# [THE PROBLEM]
Please copy the listing below word for word, from the line with "the man wearing" to the line with "[[261, 276], [175, 480], [295, 516], [546, 298], [23, 430]]", including both of those lines and nothing else.

==== DATA TO USE

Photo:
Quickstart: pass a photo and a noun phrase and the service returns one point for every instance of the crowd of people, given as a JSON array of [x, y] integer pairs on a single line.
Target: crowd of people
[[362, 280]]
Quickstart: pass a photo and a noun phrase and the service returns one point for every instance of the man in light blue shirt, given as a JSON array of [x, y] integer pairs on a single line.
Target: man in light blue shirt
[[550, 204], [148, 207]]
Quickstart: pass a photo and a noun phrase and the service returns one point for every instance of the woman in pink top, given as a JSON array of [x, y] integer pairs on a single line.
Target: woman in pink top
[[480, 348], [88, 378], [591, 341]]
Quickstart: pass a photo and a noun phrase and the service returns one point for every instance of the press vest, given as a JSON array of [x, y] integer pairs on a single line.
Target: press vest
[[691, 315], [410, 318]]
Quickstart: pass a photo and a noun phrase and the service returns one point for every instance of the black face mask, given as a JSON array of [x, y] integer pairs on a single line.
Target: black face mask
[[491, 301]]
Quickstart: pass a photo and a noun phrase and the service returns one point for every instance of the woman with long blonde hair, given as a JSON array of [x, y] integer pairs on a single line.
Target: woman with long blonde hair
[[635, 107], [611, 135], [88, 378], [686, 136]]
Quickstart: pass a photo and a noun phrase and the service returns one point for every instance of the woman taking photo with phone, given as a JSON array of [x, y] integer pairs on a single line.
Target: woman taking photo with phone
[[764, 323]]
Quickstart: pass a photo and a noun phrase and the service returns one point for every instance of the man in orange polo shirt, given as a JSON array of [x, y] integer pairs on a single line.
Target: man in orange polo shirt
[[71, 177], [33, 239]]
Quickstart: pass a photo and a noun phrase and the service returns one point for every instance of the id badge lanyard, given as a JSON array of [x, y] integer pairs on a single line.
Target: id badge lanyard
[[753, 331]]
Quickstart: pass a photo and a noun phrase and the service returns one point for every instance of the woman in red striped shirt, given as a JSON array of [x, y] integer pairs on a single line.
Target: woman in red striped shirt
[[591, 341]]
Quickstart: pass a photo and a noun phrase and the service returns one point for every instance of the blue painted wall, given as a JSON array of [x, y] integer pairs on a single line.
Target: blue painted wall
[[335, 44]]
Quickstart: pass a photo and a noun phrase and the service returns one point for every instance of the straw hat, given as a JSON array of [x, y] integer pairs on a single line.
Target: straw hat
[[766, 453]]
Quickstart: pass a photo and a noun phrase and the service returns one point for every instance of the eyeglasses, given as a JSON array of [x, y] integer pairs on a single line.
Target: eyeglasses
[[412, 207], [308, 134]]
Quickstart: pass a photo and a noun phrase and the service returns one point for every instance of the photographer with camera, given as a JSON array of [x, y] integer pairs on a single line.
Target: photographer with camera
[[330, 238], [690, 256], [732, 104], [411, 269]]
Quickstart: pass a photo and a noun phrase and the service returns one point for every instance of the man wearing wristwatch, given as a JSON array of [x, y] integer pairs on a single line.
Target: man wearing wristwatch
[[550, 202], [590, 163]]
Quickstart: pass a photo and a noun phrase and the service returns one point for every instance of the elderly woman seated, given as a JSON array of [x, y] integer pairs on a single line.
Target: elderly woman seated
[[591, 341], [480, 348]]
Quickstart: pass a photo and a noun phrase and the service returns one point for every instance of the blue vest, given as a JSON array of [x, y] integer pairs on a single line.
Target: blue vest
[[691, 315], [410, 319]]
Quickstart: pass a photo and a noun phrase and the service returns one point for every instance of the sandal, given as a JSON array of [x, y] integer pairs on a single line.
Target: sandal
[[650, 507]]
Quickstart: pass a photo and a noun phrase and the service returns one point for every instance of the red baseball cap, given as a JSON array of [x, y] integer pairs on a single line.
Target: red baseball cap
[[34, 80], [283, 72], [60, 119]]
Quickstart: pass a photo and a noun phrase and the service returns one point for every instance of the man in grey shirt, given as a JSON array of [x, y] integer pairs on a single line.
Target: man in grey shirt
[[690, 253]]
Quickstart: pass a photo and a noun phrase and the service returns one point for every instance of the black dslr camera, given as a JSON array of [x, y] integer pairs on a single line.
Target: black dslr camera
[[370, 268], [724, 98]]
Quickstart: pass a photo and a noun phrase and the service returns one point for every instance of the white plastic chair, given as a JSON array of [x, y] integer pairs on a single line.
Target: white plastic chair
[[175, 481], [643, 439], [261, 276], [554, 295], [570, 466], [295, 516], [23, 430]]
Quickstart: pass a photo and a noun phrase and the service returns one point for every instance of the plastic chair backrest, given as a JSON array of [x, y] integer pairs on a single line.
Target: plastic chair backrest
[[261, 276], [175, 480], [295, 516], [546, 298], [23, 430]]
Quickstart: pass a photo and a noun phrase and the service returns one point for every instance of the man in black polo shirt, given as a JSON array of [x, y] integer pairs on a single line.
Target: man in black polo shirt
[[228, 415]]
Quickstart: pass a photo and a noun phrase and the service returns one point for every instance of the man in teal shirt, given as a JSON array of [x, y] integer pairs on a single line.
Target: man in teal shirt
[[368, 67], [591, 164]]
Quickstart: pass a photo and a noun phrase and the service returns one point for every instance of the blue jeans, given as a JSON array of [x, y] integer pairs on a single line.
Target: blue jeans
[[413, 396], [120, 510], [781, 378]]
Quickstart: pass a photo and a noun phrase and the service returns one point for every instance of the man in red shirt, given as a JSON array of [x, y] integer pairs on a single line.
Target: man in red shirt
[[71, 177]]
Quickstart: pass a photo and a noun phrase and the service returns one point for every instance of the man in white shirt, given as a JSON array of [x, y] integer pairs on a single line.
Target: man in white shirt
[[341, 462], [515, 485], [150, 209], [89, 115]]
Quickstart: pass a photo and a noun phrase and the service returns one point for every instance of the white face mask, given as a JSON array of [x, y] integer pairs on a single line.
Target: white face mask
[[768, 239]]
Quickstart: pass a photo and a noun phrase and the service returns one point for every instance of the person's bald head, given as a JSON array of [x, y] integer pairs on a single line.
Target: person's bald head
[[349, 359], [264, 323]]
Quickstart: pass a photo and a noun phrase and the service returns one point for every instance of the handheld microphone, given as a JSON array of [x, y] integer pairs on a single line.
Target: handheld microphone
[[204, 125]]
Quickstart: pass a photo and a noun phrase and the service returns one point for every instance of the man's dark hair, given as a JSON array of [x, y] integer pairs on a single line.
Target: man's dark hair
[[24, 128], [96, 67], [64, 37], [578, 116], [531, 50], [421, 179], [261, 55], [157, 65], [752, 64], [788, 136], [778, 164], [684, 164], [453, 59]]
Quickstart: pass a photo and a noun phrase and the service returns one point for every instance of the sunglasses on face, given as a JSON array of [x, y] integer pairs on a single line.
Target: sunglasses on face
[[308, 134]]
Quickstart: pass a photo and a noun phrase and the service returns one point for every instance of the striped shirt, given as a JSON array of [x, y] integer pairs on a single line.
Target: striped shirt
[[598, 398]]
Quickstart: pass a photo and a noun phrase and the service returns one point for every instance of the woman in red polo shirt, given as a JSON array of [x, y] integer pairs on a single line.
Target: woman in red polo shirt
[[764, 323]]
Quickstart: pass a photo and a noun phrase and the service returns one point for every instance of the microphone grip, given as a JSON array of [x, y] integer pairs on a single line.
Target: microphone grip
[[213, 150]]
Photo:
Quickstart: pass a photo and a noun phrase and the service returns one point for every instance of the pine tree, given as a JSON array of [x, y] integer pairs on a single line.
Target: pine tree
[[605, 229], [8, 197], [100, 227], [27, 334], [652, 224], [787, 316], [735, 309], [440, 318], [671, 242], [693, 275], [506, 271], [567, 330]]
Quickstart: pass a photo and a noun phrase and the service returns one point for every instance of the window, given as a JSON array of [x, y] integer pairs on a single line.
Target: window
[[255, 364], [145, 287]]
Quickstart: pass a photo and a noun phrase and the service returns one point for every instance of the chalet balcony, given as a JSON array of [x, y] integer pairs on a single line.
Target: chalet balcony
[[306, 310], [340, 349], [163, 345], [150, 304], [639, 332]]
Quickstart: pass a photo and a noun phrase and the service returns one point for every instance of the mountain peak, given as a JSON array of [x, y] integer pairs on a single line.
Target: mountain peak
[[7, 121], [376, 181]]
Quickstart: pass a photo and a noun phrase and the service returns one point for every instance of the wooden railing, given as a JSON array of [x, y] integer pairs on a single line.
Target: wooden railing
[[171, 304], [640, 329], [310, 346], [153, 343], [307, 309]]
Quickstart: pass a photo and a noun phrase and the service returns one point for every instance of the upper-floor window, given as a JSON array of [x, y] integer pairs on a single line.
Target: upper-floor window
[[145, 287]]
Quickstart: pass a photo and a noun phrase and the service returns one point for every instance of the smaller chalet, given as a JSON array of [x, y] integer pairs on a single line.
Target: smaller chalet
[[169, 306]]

========

# [ANSWER TO THE EXERCISE]
Quickstart: pass a photo and a noun phrase and the service returns one point for every instance of the man wearing wristwatch, given as a JSON array of [x, y] integer pairs on a single line.
Target: man wearing wristwatch
[[550, 202], [590, 163]]
Quickstart: pass a photo and a noun phrase and the service returns one point for every instance of the elderly woman seated, given as a JSON array of [x, y] integer pairs on a single line.
Target: elderly woman seated
[[591, 341], [480, 348]]
Quickstart: pass a photo and a noun phrase and the service returns one point for every instance of the blue vest, given as a JSON array of [x, y] integer pairs on a single line.
Target: blue vest
[[691, 315], [410, 319]]
Quickstart: pass a photo and a noun phrase and the service returns one point for every instance of the sandal, given as a JSON array of [x, y] integer pairs on a single line.
Target: sandal
[[650, 507]]
Quickstart: pass a photo and a noun phrase and the service returns one point for every instance of the red baseball cap, given as a JSON array of [x, y] integer pairs on a single line.
Target: red baseball cap
[[34, 80], [283, 72], [60, 119]]
Quickstart: pass a photo and a noun phrase and the service returns one point for every instance of the man in grey shirt, given as a JSON array of [x, y] integer pairs on a single line.
Target: man in grey shirt
[[690, 253]]
Quickstart: pass a photo and a noun phrase and the service returns one point for every instance of the black dslr camera, given as a JSON array of [x, y] integer pairs on a single line.
Target: black dslr camera
[[370, 268], [724, 98]]
Quickstart: pass a photo and a noun phrase and the service returns one point for every instance of the white plastic chair, given as a JSON array of [x, y] integer pairs on a single line.
Target: white plastic chair
[[175, 481], [643, 439], [261, 276], [554, 295], [570, 466], [295, 516], [23, 430]]
Quickstart: pass a photo and a noun phrase and the service returns one point for every instance of the plastic chair backrest, given as a JSON array of [x, y] integer pairs on a single line.
Target: plastic chair backrest
[[261, 276], [175, 480], [295, 516], [546, 298], [23, 430]]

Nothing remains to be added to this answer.